Material for this exercise =>

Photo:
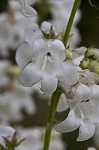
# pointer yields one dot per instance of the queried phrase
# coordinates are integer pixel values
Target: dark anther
(48, 54)
(85, 101)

Aim of the task => Pictures stay out; the entries above are to be output exactly as given.

Exercise solution =>
Photo:
# pointer yields one dot per instance of the queried phrase
# coordinates are integer pixel values
Target: dark anther
(48, 54)
(85, 101)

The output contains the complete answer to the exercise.